What the task asks: Reproduce the text of every record below verbatim, leaving out the pictures.

Data listing:
-------------------------
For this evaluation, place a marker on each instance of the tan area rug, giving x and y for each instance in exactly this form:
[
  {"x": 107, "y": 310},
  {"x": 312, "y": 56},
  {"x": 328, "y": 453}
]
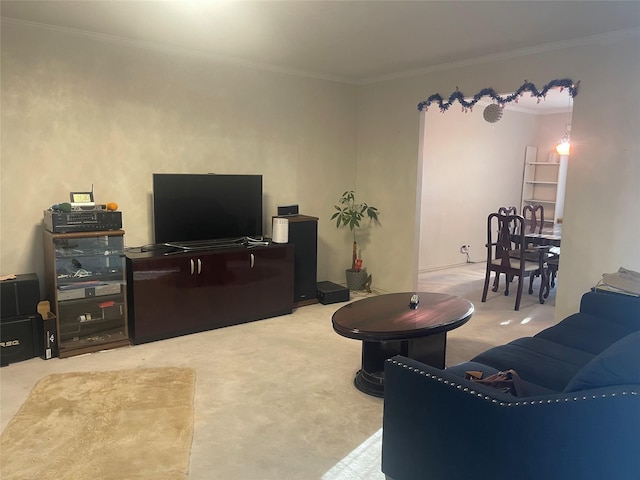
-------------------------
Exercise answer:
For this evaluation, place a marker on each instance of the tan area rug, giving x and y for each instance in exactly this form:
[
  {"x": 107, "y": 310},
  {"x": 312, "y": 56},
  {"x": 328, "y": 453}
]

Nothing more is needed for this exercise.